### Selected passage
:::::

The Tamanrasset River is an enormous palaeoriver believed to have flowed through West Africa as recently as 5000 years ago during the African humid period. The Tamanrasset River basin is thought to have been comparable with the present-day Ganges–Brahmaputra river basin in Asia.

== Tributaries ==
Western side:
- Oued Saoura
- Oued Namous
Eastern side:
- Oued Tamanrasset

==Overview==
The Tamanrasset is thought to have flowed across the Sahara in ancient times from sources in the southern Atlas Mountains and Hoggar Mountains in what is now Algeria.

It is thought the river fed into the Cap Timiris Canyon, located off the coast of Mauritania; the canyon is located in waters three kilometres deep and is 2.5km wide in places.

The presence of the river is thought to have had wide-ranging implications for human migration from Central Africa to the Middle East, Europe, and Asia. Previously, the inhospitable Sahara desert was believed to have made a western route for migrating to Europe unviable.

Researchers believe that the ancient river became active during the African Humid Period, climate oscillations caused by the precession of the Earth's rotation.

The palaeoriver was discovered using a Japanese orbital satellite system called Phased Array type L-band Synthetic Aperture Radar (PALSAR). Using microwave sensing, PALSAR can see below Saharan sands and detect the fossil water still present.

The Tamanrasset has been noted as a possible location for an ancient Saharan civilization based solely on comparisons with similar contemporary river systems and their associated civilizations. The existence and location of the Tamanrasset River was only confirmed by scientists in 2015, although an expedition looking for oil found the Cap Timiris Canyon in 2003 which was likely formed by the flow of the sediment-laden freshwater of this river system. Currently no evidence exists of any former civilization or agricultural community which dates to the time in which the river was present.

:::::

### Data
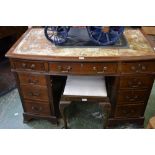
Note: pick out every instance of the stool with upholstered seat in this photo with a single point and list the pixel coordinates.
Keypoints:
(85, 89)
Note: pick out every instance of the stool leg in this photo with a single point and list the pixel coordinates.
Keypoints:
(106, 108)
(62, 106)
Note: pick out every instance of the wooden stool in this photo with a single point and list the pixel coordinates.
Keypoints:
(151, 124)
(85, 89)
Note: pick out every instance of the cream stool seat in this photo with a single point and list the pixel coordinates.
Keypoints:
(85, 88)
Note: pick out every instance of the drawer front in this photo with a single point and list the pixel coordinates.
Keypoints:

:::::

### Work task A
Reproduce the text of the Tamanrasset River passage between "It is thought" and "wide in places.", inclusive.
### Work task B
According to the Tamanrasset River passage, what system was used to discover the palaeoriver?

### Answer section A
It is thought the river fed into the Cap Timiris Canyon, located off the coast of Mauritania; the canyon is located in waters three kilometres deep and is 2.5km wide in places.

### Answer section B
A Japanese orbital satellite system called Phased Array type L-band Synthetic Aperture Radar (PALSAR).